= WHAT THE TASK ASKS =
Write out every line of the material below again, requests included, and shift each x and y coordinate in the answers by adding 29 to it. Leave the pictures out.
>> start MATERIAL FOR THIS TASK
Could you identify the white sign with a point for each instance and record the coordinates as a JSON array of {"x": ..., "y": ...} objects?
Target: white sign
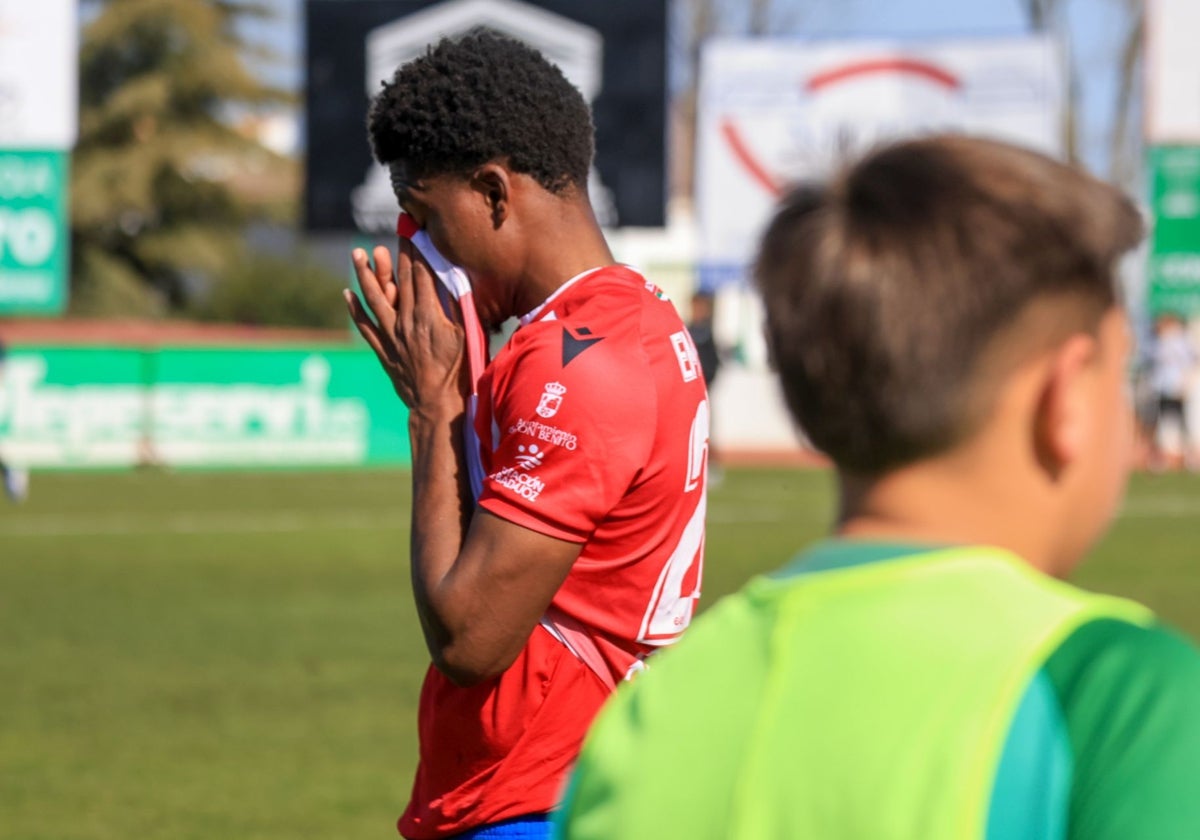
[
  {"x": 1173, "y": 71},
  {"x": 777, "y": 112},
  {"x": 39, "y": 73},
  {"x": 773, "y": 113}
]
>> end MATERIAL FOR THIS TASK
= EXERCISE RESPONSE =
Could you identify the white sign with a point for each instance and record the coordinates as a JSON array of {"x": ..., "y": ...} objects?
Target: white sign
[
  {"x": 1202, "y": 100},
  {"x": 806, "y": 141},
  {"x": 68, "y": 102},
  {"x": 802, "y": 142}
]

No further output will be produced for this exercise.